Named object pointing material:
== == ==

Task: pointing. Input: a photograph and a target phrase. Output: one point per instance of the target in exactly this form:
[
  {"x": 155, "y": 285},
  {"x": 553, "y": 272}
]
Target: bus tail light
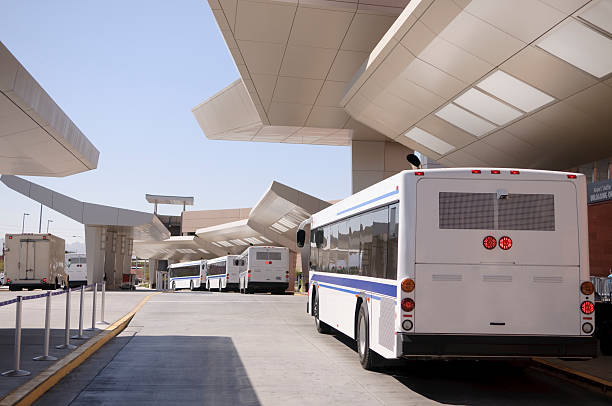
[
  {"x": 587, "y": 288},
  {"x": 489, "y": 242},
  {"x": 407, "y": 304},
  {"x": 587, "y": 307},
  {"x": 407, "y": 285},
  {"x": 505, "y": 243}
]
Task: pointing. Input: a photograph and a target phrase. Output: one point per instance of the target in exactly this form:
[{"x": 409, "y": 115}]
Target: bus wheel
[
  {"x": 605, "y": 340},
  {"x": 367, "y": 357},
  {"x": 321, "y": 327}
]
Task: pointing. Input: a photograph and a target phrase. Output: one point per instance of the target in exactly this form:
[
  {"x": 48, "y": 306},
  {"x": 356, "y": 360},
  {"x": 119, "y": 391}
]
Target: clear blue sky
[{"x": 128, "y": 73}]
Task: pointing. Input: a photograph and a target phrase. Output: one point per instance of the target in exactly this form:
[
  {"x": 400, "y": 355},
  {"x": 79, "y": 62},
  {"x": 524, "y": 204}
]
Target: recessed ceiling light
[
  {"x": 580, "y": 46},
  {"x": 465, "y": 120},
  {"x": 487, "y": 107},
  {"x": 430, "y": 141},
  {"x": 600, "y": 15},
  {"x": 514, "y": 91}
]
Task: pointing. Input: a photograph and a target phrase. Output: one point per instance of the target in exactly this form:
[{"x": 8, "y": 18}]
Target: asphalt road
[{"x": 230, "y": 349}]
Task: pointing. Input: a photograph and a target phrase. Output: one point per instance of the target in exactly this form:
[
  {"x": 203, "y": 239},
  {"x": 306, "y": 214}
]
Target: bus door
[{"x": 497, "y": 257}]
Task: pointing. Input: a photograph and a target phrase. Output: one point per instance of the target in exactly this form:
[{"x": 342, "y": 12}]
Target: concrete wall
[
  {"x": 373, "y": 161},
  {"x": 192, "y": 220},
  {"x": 600, "y": 238}
]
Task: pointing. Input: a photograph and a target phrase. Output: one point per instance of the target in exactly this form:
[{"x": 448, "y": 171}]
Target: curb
[
  {"x": 27, "y": 393},
  {"x": 604, "y": 385}
]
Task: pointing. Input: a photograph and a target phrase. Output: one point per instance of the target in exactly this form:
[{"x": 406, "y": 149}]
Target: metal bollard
[
  {"x": 102, "y": 321},
  {"x": 16, "y": 371},
  {"x": 81, "y": 336},
  {"x": 67, "y": 344},
  {"x": 93, "y": 311},
  {"x": 46, "y": 356}
]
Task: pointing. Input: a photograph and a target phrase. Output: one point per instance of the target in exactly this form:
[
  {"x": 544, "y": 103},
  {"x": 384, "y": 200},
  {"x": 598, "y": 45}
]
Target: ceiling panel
[
  {"x": 297, "y": 90},
  {"x": 331, "y": 27},
  {"x": 346, "y": 64},
  {"x": 307, "y": 62},
  {"x": 266, "y": 21},
  {"x": 262, "y": 57}
]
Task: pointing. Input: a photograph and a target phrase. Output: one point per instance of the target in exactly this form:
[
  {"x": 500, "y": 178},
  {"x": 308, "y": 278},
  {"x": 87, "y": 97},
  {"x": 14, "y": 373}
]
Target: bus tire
[
  {"x": 322, "y": 328},
  {"x": 605, "y": 340},
  {"x": 367, "y": 357}
]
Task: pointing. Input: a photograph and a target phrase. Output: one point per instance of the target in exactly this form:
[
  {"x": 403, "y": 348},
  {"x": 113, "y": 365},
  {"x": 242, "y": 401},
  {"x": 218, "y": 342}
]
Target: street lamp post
[{"x": 23, "y": 222}]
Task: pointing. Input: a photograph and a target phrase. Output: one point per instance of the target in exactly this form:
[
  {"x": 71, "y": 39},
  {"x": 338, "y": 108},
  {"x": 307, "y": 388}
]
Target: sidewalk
[
  {"x": 597, "y": 371},
  {"x": 33, "y": 321}
]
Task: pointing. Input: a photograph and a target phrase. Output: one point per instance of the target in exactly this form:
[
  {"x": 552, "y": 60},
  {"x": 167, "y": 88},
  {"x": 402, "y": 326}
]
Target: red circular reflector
[
  {"x": 505, "y": 243},
  {"x": 489, "y": 242},
  {"x": 407, "y": 304},
  {"x": 586, "y": 307}
]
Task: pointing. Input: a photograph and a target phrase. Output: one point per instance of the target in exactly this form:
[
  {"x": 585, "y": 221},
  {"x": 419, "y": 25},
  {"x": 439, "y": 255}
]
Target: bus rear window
[
  {"x": 484, "y": 211},
  {"x": 264, "y": 256}
]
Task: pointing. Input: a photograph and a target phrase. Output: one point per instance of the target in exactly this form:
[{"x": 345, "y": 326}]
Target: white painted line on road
[{"x": 217, "y": 301}]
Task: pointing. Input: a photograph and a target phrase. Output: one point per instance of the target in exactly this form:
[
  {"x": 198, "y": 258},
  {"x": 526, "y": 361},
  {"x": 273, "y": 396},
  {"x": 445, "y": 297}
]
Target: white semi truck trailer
[{"x": 34, "y": 261}]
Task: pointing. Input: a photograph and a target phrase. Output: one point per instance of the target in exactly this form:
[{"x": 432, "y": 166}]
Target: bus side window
[
  {"x": 354, "y": 245},
  {"x": 393, "y": 241}
]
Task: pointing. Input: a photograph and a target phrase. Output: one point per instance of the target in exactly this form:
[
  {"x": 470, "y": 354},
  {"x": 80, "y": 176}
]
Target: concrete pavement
[
  {"x": 229, "y": 349},
  {"x": 33, "y": 321}
]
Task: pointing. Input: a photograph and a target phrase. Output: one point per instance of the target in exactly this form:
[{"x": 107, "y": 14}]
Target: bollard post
[
  {"x": 16, "y": 371},
  {"x": 46, "y": 356},
  {"x": 93, "y": 311},
  {"x": 67, "y": 344},
  {"x": 81, "y": 336},
  {"x": 103, "y": 304}
]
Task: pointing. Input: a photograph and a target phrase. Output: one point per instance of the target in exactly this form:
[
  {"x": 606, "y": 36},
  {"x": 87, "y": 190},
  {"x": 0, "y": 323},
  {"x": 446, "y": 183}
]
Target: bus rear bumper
[{"x": 468, "y": 346}]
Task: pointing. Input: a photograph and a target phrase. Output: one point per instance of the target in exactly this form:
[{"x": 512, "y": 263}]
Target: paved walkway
[
  {"x": 33, "y": 321},
  {"x": 231, "y": 349}
]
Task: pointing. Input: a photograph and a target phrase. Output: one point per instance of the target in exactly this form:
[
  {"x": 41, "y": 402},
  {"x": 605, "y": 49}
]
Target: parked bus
[
  {"x": 455, "y": 263},
  {"x": 222, "y": 273},
  {"x": 76, "y": 268},
  {"x": 187, "y": 275},
  {"x": 264, "y": 269}
]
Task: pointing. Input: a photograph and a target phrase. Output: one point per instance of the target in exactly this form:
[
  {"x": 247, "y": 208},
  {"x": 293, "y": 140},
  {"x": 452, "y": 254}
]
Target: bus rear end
[
  {"x": 500, "y": 266},
  {"x": 268, "y": 269}
]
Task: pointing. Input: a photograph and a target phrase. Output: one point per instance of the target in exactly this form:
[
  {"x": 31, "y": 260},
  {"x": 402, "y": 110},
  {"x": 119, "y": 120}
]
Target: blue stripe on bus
[
  {"x": 340, "y": 289},
  {"x": 369, "y": 286},
  {"x": 369, "y": 201}
]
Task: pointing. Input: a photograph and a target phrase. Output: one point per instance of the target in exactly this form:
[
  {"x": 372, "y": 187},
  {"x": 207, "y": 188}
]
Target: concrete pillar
[
  {"x": 373, "y": 161},
  {"x": 292, "y": 265}
]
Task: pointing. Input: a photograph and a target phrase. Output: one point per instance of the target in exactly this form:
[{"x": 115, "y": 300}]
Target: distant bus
[
  {"x": 76, "y": 268},
  {"x": 222, "y": 273},
  {"x": 264, "y": 269},
  {"x": 187, "y": 275},
  {"x": 453, "y": 263}
]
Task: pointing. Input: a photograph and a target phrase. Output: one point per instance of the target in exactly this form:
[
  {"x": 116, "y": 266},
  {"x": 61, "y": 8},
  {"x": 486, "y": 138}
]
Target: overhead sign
[{"x": 599, "y": 191}]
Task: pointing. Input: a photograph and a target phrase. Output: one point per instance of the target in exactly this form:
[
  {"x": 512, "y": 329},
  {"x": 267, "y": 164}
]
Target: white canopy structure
[{"x": 36, "y": 137}]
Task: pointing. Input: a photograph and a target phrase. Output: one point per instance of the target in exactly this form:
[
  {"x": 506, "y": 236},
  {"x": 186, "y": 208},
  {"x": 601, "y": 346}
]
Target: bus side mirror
[
  {"x": 301, "y": 238},
  {"x": 319, "y": 238}
]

== == ==

Find each line in the material above that contains the string "ceiling" and copy those lines.

Full answer =
Target: recessed ceiling light
Target: ceiling panel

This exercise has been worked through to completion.